##### EXERCISE TEXT

Deployment & Licensing changes
All components are now published to the Public Docker Hub repository to allow easier installation, maintenance and upgrades.
- Eduction Python EDK – Customers who prefer to program using the popular Python language can now use it to control our Eduction engine, simplifying their integration experience.
- Eduction for Windows ARM – OEM users of Eduction EDK can now deploy on Windows ARM systems.
- Additional license feature
- From CE 23.2, we are introducing an additional license feature – a “version.key”
- The file is available in the SLD portal for customers with an active support contract and is required for all Knowledge Discovery installations running CE 23.2.
- New key will be issued with every future Knowledge Discovery release.
April 2024: What’s new in OpenText Knowledge Discovery (IDOL) CE 24.2
Organizations are looking for conversational access to enterprise data; in a world where 90% of existing corporate knowledge is in unstructured data, over 50% of organizations are not tapping into this aspect of their knowledge with any form of discovery. Customers can use the new interfaces with Q&A using natural language questioning to deliver their information with data securely to all users.
This OpenText IDOL 24.2 release includes various functional and performance improvements, new connectors, file format support, and many other additions.
New solution added: Teams client
- Customers can access functionality using simple natural language prompts directly via the Teams interface.
Ingest & connectors
- Drupal Connector – Updated to support the latest API changes and allow data extraction from old and new Drupal versions.
- Google Workspace Connectors – Content extraction is now accessible from the major Google Workspace apps including Mail, Calendar and Chat using dedicated connectors.
- Web Connector 2FA – Updated to allow 2Factor Authentication.
- Additional new connectors – Stack Exchange; Moodle and OpenText eDocs.
- IDOL Media Server – Can now run within NiFi, allowing processing of media streams & sources.
Text analytics
- Analytics: Search abstraction – IDOL can now automatically decide which index type to use to achieve the best response. The functionality abstracts the complexity of search types, democratizing Enterprise search, and allowing all users to achieve a suitable response, across all levels of an organization.
- Multi-document summarization – Generative summary compiled from answers sourced from multi documents. The functionality provides richer answer to any question asked as it can be the combination of multiple parts sourced from different documents.
- Dynamic clustering of vector results to identify grouping – Customers can use the grouping of results to select a variation in documents returned rather than returning very similar documents with no added information.

##########
##### DATASET EXTRACT

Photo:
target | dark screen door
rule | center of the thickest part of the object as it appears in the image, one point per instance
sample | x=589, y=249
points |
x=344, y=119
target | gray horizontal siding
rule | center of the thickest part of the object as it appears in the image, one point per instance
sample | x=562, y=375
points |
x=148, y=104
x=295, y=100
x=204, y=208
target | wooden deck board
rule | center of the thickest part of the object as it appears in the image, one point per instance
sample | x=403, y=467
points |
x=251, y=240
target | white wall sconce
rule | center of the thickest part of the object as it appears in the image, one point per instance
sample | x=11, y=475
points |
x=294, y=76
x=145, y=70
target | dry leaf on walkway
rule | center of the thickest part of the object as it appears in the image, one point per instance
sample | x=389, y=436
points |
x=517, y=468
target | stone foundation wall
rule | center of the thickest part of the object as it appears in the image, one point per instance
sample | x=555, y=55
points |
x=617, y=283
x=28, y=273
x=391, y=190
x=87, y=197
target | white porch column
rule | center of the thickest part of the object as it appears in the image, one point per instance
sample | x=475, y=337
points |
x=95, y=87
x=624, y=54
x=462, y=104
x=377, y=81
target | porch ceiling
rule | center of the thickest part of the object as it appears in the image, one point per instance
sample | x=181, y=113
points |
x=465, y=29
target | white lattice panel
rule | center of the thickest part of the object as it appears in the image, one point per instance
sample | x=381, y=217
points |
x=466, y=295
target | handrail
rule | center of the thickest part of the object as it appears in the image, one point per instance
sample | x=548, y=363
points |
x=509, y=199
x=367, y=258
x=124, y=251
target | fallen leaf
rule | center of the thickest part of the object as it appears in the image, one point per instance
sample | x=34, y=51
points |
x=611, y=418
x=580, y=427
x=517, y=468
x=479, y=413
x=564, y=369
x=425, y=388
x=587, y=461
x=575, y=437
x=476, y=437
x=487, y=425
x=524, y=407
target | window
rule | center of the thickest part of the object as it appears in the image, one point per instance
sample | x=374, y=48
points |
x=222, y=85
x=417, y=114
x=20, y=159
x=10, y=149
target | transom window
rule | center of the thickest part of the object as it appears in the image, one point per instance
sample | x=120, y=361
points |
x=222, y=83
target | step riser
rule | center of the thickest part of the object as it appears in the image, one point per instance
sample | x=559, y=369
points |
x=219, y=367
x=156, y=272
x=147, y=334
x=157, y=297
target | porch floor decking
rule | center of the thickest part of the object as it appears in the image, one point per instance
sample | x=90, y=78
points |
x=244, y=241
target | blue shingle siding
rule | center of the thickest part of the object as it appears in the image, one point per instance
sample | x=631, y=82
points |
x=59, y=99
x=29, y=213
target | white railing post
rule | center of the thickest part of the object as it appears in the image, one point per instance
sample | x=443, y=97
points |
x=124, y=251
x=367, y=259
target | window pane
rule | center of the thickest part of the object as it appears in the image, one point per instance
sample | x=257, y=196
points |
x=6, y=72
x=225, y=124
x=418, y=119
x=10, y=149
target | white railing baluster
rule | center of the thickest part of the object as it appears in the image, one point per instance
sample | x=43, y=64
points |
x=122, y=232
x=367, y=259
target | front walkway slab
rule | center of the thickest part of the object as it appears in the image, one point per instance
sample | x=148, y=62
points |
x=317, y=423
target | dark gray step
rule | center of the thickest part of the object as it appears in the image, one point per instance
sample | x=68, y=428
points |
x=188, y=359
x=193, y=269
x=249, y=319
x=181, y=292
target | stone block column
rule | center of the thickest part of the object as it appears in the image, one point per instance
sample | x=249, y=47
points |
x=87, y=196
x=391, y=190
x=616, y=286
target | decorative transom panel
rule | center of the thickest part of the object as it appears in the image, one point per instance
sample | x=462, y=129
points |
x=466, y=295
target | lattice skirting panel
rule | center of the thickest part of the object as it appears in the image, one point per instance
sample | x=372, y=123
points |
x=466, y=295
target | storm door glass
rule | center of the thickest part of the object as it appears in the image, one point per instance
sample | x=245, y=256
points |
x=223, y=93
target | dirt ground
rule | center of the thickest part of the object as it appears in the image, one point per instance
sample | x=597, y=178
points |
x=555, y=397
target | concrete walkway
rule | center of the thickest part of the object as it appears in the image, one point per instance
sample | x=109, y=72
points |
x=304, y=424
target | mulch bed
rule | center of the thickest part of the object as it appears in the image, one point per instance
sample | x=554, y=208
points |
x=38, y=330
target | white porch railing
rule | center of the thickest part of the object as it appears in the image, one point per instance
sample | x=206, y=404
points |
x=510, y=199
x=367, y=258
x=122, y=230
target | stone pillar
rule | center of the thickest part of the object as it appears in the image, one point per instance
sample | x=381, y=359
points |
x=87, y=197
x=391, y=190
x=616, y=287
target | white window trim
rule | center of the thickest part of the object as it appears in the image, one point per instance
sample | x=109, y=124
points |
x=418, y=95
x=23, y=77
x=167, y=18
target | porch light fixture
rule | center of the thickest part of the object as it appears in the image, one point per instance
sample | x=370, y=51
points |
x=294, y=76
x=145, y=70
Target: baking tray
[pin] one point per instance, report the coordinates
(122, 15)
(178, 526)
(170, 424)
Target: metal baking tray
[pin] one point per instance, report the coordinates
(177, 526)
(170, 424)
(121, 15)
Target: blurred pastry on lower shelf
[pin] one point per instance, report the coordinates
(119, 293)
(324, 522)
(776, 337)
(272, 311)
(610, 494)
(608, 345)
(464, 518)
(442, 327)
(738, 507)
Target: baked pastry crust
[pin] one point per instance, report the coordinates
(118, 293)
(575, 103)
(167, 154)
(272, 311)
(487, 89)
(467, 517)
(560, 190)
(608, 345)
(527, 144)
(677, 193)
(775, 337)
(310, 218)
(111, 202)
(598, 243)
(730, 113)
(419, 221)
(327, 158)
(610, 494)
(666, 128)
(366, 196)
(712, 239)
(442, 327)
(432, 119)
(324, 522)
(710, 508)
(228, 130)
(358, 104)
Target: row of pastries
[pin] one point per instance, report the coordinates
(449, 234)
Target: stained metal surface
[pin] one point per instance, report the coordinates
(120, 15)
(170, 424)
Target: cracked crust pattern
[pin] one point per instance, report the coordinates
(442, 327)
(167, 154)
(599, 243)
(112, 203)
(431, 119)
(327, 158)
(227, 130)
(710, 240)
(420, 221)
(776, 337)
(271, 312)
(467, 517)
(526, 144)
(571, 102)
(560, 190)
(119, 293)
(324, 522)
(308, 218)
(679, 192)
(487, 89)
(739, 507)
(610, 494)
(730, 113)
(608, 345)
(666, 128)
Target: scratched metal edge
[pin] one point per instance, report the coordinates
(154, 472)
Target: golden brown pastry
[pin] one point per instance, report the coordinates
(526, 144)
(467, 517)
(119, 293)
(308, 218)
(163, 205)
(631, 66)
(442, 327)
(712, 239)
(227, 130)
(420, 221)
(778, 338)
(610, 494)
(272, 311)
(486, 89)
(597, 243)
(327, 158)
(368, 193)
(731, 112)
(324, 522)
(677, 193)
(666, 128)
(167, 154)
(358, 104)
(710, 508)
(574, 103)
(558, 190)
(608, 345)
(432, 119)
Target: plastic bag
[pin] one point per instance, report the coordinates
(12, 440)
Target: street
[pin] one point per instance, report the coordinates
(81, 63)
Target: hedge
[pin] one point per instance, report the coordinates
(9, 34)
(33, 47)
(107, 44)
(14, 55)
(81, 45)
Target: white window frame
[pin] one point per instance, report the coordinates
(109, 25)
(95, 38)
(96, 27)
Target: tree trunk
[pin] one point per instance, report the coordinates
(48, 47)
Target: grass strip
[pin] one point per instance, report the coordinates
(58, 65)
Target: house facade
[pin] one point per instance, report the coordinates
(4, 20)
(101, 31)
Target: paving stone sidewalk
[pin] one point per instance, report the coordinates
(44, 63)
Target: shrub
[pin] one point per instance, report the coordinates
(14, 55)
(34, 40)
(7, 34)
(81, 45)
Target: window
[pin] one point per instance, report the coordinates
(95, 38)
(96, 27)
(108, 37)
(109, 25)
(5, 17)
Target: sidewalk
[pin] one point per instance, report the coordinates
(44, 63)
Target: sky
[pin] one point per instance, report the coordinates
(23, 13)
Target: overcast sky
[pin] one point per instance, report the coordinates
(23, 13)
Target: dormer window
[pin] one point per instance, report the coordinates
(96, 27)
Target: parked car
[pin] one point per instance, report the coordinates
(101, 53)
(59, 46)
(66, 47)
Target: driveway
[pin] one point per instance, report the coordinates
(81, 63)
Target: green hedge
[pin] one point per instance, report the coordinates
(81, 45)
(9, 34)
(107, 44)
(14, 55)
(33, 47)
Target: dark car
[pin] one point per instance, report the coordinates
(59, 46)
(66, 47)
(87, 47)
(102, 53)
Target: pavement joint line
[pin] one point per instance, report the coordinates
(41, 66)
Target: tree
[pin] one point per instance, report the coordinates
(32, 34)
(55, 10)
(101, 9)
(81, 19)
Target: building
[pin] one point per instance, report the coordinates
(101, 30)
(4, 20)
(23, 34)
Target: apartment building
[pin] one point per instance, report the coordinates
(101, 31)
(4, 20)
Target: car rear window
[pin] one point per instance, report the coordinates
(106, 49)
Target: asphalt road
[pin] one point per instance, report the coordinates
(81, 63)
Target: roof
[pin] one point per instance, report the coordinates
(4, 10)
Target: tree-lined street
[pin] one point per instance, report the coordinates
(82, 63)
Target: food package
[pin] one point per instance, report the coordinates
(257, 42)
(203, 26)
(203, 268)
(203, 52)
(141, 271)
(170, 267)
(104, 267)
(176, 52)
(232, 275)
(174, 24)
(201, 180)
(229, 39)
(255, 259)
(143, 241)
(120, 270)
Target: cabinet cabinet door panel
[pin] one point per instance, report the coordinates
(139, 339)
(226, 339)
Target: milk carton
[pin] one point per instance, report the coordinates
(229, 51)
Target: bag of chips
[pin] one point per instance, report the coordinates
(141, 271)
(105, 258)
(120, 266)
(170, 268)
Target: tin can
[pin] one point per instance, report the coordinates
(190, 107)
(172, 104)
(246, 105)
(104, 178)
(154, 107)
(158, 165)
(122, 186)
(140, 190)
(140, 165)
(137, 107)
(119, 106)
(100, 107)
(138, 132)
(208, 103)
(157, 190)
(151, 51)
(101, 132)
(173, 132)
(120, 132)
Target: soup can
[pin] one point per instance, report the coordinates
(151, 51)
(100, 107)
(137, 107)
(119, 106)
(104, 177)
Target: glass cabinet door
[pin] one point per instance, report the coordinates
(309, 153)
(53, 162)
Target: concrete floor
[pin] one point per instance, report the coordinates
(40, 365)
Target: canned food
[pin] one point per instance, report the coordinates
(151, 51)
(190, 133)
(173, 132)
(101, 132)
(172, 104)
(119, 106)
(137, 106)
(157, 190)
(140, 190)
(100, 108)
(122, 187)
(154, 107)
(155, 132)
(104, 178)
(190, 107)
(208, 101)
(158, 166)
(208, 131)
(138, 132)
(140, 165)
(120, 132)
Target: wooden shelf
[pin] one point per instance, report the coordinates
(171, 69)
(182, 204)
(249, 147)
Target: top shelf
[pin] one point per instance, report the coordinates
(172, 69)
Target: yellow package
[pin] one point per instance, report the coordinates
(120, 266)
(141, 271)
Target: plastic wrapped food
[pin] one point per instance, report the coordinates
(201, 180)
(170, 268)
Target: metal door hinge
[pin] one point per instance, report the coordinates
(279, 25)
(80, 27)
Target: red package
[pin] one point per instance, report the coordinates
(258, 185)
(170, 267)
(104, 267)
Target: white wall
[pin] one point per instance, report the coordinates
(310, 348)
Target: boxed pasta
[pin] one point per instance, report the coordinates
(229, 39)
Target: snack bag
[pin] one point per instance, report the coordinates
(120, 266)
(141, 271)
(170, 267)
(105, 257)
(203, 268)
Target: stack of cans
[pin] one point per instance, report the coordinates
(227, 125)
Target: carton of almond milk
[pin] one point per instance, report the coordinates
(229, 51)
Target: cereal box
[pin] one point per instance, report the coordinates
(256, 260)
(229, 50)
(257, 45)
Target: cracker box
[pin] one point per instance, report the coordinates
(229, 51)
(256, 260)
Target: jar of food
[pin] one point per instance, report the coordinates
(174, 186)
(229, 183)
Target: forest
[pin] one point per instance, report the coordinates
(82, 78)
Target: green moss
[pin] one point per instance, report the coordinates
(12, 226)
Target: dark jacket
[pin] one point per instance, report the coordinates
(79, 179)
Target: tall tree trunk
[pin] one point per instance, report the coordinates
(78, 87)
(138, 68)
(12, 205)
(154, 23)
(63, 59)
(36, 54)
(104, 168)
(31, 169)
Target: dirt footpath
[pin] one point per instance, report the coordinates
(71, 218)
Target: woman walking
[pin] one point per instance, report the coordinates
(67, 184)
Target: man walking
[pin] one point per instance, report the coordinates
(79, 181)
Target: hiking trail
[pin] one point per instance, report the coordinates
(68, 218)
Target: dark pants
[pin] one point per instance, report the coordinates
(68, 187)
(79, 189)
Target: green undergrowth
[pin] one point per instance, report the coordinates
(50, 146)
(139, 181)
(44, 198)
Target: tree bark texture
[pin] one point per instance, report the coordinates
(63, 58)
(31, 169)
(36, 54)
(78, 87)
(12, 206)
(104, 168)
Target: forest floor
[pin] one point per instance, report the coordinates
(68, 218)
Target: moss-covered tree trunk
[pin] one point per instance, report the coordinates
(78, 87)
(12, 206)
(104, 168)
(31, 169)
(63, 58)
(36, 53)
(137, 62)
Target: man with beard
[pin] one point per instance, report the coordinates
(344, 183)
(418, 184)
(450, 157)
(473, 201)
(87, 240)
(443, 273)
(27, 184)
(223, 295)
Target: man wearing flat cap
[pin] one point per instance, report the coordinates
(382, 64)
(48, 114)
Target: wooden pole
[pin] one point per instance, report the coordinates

##########

■ **WHAT YOU WILL DO**:
In the release notes, change "license feature" to "license requirement" and write out the passage from "- Eduction Python" to "running CE 23.2.".

■ **RESULT OF THIS TASK**:
- Eduction Python EDK – Customers who prefer to program using the popular Python language can now use it to control our Eduction engine, simplifying their integration experience.
- Eduction for Windows ARM – OEM users of Eduction EDK can now deploy on Windows ARM systems.
- Additional license requirement
- From CE 23.2, we are introducing an additional license requirement – a “version.key”
- The file is available in the SLD portal for customers with an active support contract and is required for all Knowledge Discovery installations running CE 23.2.